Brief 1: Rescale the entries from the line containing "form: [151, 422]." up to and including the end of the entries, repeating every line with its requests and multiplying each point coordinate in the answers by 1.45, rounded to whole numbers with halves going up. Keep the sample coordinates in the requests unchanged, and leave the pictures out.

Provided text:
2017-10-27 Thread Navnath Kumbhar (JIRA)

 [ 
https://issues.apache.org/jira/browse/PDFBOX-3970?page=com.atlassian.jira.plugin.system.issuetabpanels:all-tabpanel
 ]

Navnath Kumbhar updated PDFBOX-3970:

Attachment: formula-marked-34.png

Hello Tillman,

Thank you for your helpful feedback. I tried the suggestion that you have given 
except the font bounding box part. It worked well.

But It has limitation on some PDF document pages where I am trying to extract 
mathematical formulas. I am attaching, herewith, the result of the 
*DrawPrintTextLocations* for that particular page.
As you will see in the attachment, *big parenthesis* and *Summation *symbols 
are mixing up with its previous lines. [ As far as red rectangles are 
considered which has coordinate values computed by Java as you mentioned in 
your last comment].

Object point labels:
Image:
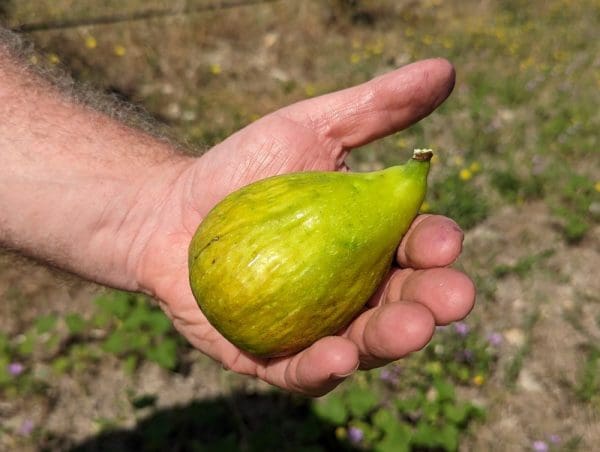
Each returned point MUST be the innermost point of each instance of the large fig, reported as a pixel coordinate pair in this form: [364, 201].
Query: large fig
[287, 260]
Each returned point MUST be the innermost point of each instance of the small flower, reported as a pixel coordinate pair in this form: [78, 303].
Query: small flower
[461, 328]
[478, 380]
[119, 50]
[540, 446]
[53, 58]
[390, 374]
[467, 355]
[475, 167]
[355, 435]
[90, 42]
[465, 174]
[15, 369]
[26, 427]
[495, 339]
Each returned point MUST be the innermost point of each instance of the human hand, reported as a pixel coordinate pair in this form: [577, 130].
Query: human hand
[316, 134]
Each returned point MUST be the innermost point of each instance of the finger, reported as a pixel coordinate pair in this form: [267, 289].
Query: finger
[448, 293]
[390, 332]
[316, 370]
[431, 241]
[358, 115]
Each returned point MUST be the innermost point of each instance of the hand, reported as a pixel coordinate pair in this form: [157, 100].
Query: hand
[317, 134]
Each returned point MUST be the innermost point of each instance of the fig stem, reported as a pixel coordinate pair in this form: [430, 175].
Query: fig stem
[422, 155]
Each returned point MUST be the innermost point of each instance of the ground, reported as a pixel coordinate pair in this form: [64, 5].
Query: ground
[517, 167]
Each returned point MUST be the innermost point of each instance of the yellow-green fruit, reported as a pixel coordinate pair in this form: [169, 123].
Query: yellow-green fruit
[287, 260]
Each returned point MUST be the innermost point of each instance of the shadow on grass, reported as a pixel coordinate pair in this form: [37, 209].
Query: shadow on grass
[240, 422]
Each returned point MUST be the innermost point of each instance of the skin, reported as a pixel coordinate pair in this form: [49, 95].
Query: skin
[88, 194]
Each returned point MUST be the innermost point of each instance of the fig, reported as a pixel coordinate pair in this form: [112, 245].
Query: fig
[287, 260]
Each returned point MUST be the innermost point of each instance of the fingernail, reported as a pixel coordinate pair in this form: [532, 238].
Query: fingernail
[345, 375]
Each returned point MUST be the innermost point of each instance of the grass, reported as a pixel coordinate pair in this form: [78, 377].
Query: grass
[520, 128]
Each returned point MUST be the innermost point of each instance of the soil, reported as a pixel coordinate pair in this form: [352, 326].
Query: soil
[539, 401]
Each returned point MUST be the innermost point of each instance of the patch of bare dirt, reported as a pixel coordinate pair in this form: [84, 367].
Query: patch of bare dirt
[535, 311]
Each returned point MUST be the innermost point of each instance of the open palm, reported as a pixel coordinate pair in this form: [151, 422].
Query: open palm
[317, 134]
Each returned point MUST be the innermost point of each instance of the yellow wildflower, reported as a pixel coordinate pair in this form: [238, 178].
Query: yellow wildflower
[465, 174]
[90, 42]
[401, 142]
[119, 50]
[478, 380]
[458, 160]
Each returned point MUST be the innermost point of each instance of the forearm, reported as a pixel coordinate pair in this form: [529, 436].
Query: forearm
[71, 179]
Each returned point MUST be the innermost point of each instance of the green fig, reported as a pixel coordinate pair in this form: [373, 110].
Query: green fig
[289, 259]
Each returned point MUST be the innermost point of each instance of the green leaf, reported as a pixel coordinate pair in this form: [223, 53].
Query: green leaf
[144, 401]
[115, 303]
[397, 440]
[445, 390]
[448, 437]
[26, 347]
[130, 364]
[75, 323]
[117, 342]
[425, 435]
[61, 365]
[158, 322]
[331, 409]
[457, 414]
[45, 323]
[396, 433]
[361, 401]
[164, 354]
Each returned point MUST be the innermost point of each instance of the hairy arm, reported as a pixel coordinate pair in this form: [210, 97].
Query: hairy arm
[83, 191]
[76, 184]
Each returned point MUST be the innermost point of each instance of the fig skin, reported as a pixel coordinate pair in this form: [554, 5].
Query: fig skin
[287, 260]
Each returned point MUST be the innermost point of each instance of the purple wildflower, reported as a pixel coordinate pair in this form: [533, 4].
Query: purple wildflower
[495, 339]
[15, 369]
[461, 328]
[355, 435]
[467, 355]
[26, 427]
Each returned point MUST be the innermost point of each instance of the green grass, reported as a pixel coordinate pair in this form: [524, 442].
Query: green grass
[520, 127]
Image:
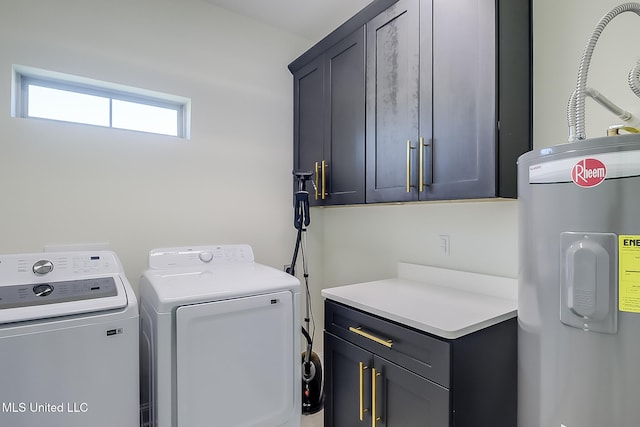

Brief 2: Write what comes next in the PDFBox formula-extraction comment, picking up after its last sentence.

Task answer 1:
Each returned point MUST be the innermost point of each instance of the open palm, reported as a pixel coordinate pair in this form: [151, 422].
Query: open palm
[460, 194]
Each returned point MUST be the innermost point of each instance of the yellow wildflower, reported as a pixel coordinate pair in this form: [238, 178].
Query: yellow wildflower
[674, 252]
[131, 61]
[581, 206]
[173, 73]
[693, 551]
[664, 232]
Each returned point MUST be the innermost point of each instance of the forearm, reported as a pixel coordinate pair in this form: [529, 436].
Query: forearm
[103, 260]
Each returned point MUST be the innermost point of each instance of the green fig, reported as a pixel coordinate pair in this form: [373, 110].
Query: green fig
[419, 376]
Each returned point MUST be the innermost point of each instance of the green leaf, reported as a pixel coordinate pair in this form: [223, 53].
Query: green leaf
[209, 581]
[167, 439]
[576, 638]
[645, 566]
[650, 634]
[38, 503]
[189, 528]
[109, 468]
[170, 496]
[616, 631]
[88, 529]
[229, 467]
[480, 593]
[663, 600]
[65, 468]
[574, 628]
[523, 581]
[238, 513]
Each returned point MUST be the innermost point of each instance of the hairy arm, reported as a pixel coordinate pair in this form: [210, 97].
Query: hairy arm
[120, 277]
[110, 267]
Each returned point MUST be the innermost point of each instance of the fig skin, reported as a pixel coordinate pair in this form: [554, 5].
Query: fig skin
[416, 377]
Each returned point MUST be the innermost point of each instance of the purple wildflower, reported as a pixel coordinate pair in this form: [533, 4].
Query: purple wildflower
[718, 492]
[22, 535]
[668, 476]
[515, 631]
[677, 515]
[38, 619]
Each returned point MUST be the innermost point of each instance of the green grass, reported as a pixel coordinate pair in this form: [524, 442].
Query: green grass
[754, 184]
Image:

Task answer 2:
Generally, I see the red box is inside the font bounding box. But it is not the 
case in attached example.

Can we just use glyph bounds to extract text as it looks the perfect bound for 
the textposition? If so, can we do it with TextPosition class?
If No, what other heuristic we can use in such cases?
Why do we need that red rectangle [which is not real but only a heuristic to 
extract the text]?

Thank you again for your help! 






> x,y co-ordinates of the text inside the cell are not getting correctly.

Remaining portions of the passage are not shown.